REQUEST:
Pull out every line of the data below that contains the string "reflection". Matching is case-sensitive.

======== INPUT MATERIAL

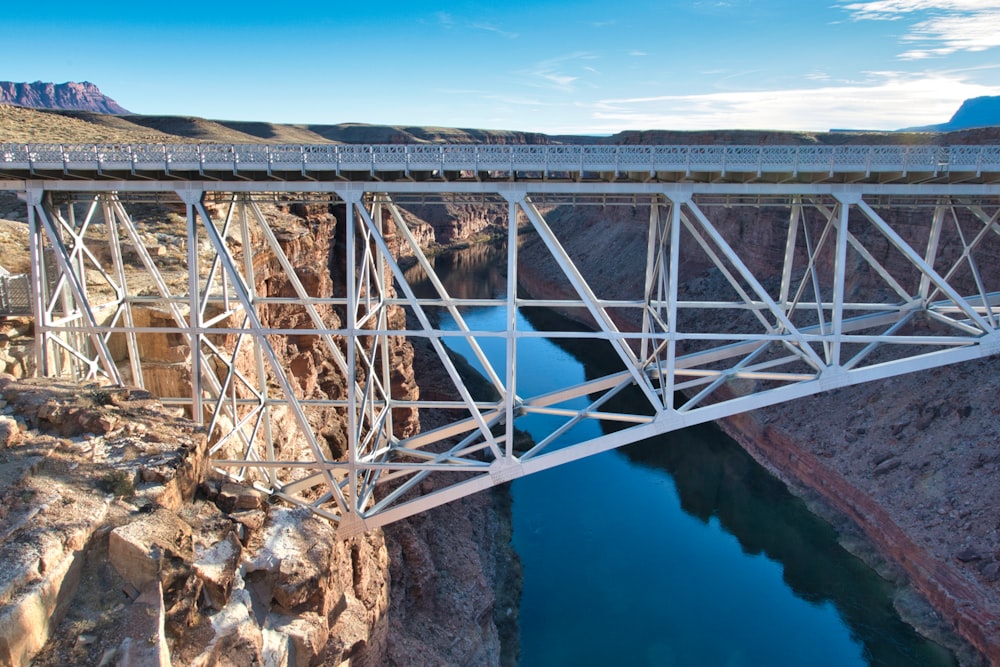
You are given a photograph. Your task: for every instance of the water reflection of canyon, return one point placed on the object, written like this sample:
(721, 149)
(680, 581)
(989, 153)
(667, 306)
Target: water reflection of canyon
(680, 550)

================
======== INPUT MATERIAL

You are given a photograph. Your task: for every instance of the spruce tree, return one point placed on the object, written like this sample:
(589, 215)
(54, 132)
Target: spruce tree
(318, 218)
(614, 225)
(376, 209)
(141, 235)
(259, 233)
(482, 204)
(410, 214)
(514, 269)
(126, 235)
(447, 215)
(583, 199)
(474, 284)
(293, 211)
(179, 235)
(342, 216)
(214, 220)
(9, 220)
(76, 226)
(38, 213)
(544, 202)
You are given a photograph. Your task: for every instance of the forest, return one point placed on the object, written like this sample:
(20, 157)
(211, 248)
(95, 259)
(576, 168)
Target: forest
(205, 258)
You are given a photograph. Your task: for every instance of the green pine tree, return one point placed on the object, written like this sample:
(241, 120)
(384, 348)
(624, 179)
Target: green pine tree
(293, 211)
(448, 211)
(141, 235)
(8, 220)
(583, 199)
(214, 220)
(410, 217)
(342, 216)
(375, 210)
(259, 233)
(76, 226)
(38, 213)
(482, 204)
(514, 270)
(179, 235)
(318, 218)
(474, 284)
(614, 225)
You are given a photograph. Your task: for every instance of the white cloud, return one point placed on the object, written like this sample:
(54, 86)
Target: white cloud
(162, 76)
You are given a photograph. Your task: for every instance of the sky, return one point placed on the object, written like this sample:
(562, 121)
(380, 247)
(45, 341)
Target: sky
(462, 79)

================
======== INPUT MATERIAL

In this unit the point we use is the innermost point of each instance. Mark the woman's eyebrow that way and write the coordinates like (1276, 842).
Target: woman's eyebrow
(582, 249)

================

FULL OUTPUT:
You are given a photograph. Your task: for every instance of the water reflection of canyon, return one point placed on the object, written like this sample:
Target: water reflection of canyon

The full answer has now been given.